> YOUR GOAL: Which of the lines below contain the string "parsley", with case counting? Report each of those lines in full.

────

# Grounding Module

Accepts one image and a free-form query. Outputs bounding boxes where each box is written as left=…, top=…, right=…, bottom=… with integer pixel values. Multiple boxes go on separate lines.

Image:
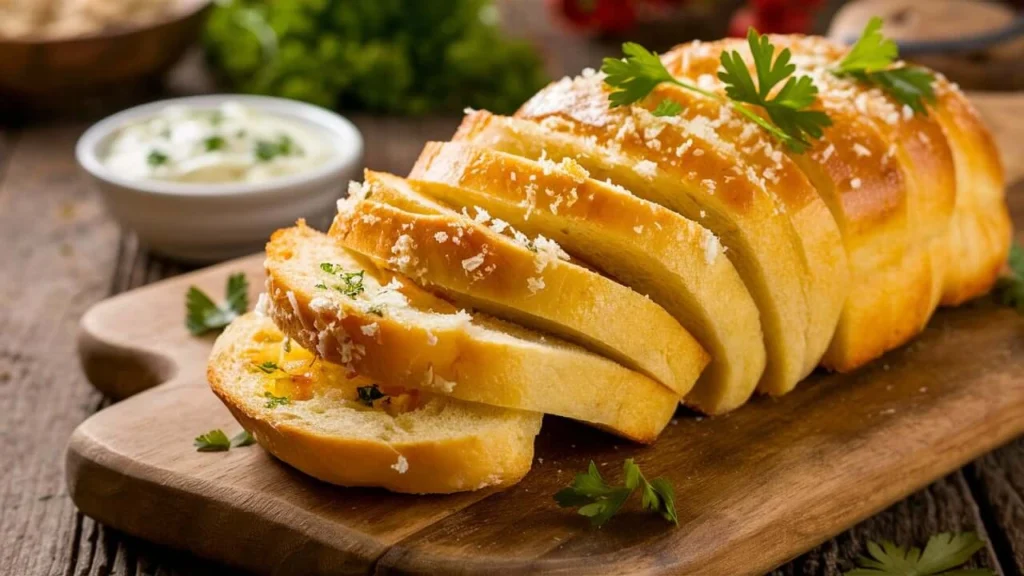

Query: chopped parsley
left=315, top=262, right=366, bottom=298
left=185, top=273, right=249, bottom=336
left=555, top=458, right=679, bottom=526
left=203, top=135, right=227, bottom=152
left=263, top=392, right=292, bottom=409
left=145, top=149, right=170, bottom=168
left=253, top=134, right=301, bottom=162
left=355, top=384, right=387, bottom=407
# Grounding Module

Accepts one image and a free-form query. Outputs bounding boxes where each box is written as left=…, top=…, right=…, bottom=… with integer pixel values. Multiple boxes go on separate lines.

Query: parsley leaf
left=145, top=150, right=170, bottom=168
left=995, top=242, right=1024, bottom=315
left=231, top=430, right=256, bottom=448
left=555, top=458, right=679, bottom=526
left=193, top=428, right=231, bottom=452
left=845, top=532, right=994, bottom=576
left=601, top=28, right=831, bottom=152
left=185, top=273, right=249, bottom=336
left=651, top=99, right=683, bottom=117
left=203, top=136, right=225, bottom=152
left=833, top=16, right=935, bottom=115
left=355, top=384, right=387, bottom=407
left=718, top=28, right=831, bottom=152
left=263, top=392, right=292, bottom=409
left=836, top=16, right=899, bottom=74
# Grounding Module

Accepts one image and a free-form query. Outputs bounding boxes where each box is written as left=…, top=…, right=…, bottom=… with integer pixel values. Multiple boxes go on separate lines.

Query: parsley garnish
left=355, top=384, right=387, bottom=407
left=995, top=242, right=1024, bottom=314
left=193, top=428, right=256, bottom=452
left=253, top=135, right=300, bottom=162
left=231, top=430, right=256, bottom=448
left=263, top=392, right=292, bottom=408
left=185, top=273, right=249, bottom=336
left=203, top=136, right=225, bottom=152
left=601, top=28, right=831, bottom=152
left=555, top=458, right=679, bottom=526
left=193, top=428, right=231, bottom=452
left=315, top=262, right=366, bottom=298
left=718, top=28, right=831, bottom=152
left=845, top=532, right=994, bottom=576
left=254, top=360, right=281, bottom=374
left=145, top=150, right=170, bottom=168
left=833, top=16, right=935, bottom=114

────

> TASK SOLUTION:
Query: chopped parsley
Query: parsley leaf
Query: parsley garnish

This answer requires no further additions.